OBJECTIVE:
From the article on target-date funds below, copy out verbatim the passage that begins with the words "5 Things to" and ends with the words "fixed retirement date.".

5 Things to know about targetdate funds
Post on: 2 Апрель, 2015 No Comment
Story Highlights
- Hands-off investing has appeal, but attention is needed One size doesnt fit all and costs can be high You may already be in one and not know it
If you have a 401(k) plan, you’ve probably run across some target-date funds. These investments have a set date on them, like 2025 or 2035, and adjust your portfolio over time with this year as your fixed retirement date.
Target-date funds are appealing to many investors because they take out the hassle of managing retirement funds, adjusting your investments over time to reflect how your investing goals and strategies change as you age. As a result, target-date assets have climbed above $500 billion
But while the hands-off approach of target-date investing is appealing, the funds are not without shortcomings. Here are five to be aware of:
• One size doesn’t fit all. If you’re behind building a nest egg or if you expect to live until age 100, you may need to invest more aggressively than a typical 401(k) investor to have enough cash for your retirement. If you also have an IRA from a past employer and want your 401(k) to complement those assets, you obviously don’t need the one-stop approach of a target-date fund. In other words, a target-date fund designed for the typical investor in your age group may not be right for those in unique situations.
• Costs can be high: Research firm Morningstar estimates that the typical target-date fund had expenses of 0.91% at the end of 2012 or $91 a year for every $10,000 invested. That may not sound like a lot, but those costs add up — especially if considering the lost fees would have grown over time as investments. Furthermore, some target-date plans charge you twice, as a fund of funds — that is, a portfolio of other mutual funds instead of individual stocks and bonds. Each fund in the portfolio takes a small cut of the assets invested, then the target-date fund manager takes one, too. Remember that those fees come out of your returns.

Object position labeling entries
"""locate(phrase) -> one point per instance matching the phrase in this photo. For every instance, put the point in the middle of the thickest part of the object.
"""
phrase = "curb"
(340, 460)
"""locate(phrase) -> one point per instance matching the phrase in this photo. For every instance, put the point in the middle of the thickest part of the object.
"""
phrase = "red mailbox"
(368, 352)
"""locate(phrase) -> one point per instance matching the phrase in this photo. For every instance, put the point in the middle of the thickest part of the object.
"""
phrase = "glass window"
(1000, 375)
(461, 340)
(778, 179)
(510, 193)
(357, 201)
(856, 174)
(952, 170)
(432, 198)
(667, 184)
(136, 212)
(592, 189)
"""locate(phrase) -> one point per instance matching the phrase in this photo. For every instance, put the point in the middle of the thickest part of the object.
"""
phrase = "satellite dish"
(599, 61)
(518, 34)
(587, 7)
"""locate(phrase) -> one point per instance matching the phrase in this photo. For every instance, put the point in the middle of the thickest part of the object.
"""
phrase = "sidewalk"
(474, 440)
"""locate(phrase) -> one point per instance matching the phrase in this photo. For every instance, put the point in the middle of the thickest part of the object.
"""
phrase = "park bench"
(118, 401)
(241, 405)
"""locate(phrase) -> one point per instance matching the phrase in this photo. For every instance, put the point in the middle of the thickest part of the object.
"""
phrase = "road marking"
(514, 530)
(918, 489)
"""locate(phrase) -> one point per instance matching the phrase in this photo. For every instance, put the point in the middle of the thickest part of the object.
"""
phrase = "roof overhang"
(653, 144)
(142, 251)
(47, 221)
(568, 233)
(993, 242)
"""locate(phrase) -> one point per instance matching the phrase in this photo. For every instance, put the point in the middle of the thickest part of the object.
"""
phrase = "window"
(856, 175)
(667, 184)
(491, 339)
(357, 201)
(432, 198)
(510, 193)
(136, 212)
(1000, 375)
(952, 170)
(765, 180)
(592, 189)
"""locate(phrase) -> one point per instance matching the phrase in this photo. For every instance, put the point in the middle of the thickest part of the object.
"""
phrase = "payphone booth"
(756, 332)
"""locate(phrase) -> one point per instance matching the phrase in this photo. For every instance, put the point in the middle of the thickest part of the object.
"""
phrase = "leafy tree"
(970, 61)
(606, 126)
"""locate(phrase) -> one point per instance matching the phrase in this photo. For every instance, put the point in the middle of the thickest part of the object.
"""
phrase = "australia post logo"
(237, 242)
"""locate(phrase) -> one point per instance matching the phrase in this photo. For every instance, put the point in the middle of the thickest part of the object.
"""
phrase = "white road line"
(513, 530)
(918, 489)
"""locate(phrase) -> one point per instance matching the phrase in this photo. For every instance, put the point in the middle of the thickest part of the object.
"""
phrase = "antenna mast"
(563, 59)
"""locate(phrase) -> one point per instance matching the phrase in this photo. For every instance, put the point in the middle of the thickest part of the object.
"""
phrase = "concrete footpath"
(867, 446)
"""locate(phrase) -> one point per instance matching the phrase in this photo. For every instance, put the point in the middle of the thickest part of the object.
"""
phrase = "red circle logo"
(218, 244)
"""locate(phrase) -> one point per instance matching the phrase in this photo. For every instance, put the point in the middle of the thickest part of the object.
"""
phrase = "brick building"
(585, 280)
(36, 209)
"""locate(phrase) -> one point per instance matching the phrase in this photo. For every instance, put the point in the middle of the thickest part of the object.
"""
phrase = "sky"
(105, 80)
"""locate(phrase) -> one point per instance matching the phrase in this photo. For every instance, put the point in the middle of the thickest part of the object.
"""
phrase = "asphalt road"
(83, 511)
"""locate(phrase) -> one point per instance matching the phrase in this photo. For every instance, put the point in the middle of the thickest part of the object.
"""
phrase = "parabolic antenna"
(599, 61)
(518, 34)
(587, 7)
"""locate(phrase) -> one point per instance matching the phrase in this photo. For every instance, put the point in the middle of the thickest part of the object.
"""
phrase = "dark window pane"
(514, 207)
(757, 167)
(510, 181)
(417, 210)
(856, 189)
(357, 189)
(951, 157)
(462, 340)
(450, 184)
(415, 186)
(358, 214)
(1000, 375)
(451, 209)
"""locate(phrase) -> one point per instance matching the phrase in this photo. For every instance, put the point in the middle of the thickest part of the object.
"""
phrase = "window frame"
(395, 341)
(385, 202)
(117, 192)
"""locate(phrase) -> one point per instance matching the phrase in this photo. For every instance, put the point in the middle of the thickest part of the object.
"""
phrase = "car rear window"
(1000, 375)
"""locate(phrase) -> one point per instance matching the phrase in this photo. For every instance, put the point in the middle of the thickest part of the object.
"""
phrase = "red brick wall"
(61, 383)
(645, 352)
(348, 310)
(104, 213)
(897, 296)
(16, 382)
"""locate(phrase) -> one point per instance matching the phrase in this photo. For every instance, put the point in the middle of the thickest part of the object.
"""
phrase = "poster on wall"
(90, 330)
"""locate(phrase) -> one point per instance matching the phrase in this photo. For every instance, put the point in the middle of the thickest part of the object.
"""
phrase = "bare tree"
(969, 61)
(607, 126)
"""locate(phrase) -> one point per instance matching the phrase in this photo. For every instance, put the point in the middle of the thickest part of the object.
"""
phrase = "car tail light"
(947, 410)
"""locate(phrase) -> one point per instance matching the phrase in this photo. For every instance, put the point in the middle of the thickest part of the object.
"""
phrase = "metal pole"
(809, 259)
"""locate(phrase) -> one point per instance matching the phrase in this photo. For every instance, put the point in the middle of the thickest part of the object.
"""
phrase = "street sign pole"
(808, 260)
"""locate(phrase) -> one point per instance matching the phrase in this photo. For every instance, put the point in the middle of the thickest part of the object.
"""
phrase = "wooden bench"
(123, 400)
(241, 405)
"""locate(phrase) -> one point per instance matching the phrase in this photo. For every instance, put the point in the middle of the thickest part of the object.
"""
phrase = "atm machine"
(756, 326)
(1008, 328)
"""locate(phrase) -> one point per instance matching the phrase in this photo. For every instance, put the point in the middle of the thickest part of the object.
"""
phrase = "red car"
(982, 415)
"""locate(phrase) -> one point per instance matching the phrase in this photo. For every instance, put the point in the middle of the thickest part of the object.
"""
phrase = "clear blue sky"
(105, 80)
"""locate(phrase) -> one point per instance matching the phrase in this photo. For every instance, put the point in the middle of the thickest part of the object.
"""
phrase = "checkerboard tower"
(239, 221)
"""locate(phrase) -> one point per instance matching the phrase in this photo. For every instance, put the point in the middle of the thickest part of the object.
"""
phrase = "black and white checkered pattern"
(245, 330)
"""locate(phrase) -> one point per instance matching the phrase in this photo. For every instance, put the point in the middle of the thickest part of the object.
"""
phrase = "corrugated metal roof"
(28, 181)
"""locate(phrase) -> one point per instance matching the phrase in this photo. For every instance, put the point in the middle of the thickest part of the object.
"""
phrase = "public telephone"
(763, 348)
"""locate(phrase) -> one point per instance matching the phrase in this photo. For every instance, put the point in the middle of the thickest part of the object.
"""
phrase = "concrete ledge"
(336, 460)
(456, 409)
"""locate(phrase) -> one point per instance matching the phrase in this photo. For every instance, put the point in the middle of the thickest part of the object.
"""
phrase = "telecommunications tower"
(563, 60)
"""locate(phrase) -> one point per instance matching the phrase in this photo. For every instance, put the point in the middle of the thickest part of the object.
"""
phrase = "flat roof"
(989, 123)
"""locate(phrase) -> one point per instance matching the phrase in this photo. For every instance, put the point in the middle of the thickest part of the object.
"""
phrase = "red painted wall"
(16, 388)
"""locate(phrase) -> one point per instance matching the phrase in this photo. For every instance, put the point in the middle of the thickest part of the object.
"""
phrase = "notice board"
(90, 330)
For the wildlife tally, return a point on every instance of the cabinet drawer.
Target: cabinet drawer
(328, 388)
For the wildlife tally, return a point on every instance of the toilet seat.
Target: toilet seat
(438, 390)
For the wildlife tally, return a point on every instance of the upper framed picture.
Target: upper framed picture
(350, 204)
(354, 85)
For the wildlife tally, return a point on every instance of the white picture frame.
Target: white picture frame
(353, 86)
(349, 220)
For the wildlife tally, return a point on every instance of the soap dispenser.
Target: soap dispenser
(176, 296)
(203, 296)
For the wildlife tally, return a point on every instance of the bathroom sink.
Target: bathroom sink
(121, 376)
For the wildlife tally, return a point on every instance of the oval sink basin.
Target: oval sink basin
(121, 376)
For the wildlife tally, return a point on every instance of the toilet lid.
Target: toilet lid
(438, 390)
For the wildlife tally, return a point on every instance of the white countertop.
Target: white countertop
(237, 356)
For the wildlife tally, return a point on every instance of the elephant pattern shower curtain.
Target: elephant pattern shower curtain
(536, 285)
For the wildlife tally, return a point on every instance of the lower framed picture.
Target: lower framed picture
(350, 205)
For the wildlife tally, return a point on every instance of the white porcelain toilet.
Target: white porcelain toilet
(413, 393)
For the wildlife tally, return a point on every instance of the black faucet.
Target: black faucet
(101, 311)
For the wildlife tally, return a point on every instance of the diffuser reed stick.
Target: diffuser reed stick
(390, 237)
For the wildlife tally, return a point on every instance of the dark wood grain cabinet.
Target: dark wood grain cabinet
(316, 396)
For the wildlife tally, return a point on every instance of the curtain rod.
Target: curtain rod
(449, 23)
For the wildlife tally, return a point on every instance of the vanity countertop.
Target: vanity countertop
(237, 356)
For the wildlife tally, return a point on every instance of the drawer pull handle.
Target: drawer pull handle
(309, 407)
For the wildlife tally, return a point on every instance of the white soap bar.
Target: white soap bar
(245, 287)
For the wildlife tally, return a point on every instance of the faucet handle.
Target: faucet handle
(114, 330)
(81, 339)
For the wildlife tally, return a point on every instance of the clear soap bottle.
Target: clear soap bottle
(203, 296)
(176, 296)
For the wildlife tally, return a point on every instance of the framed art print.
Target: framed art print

FINISHED EXERCISE:
5 Things to know about targetdate funds
Post on: 2 Апрель, 2015 No Comment
Story Highlights
- Hands-off investing has appeal, but attention is needed One size doesnt fit all and costs can be high You may already be in one and not know it
If you have a 401(k) plan, you’ve probably run across some target-date funds. These investments have a set date on them, like 2025 or 2035, and adjust your portfolio over time with this year as your fixed retirement date.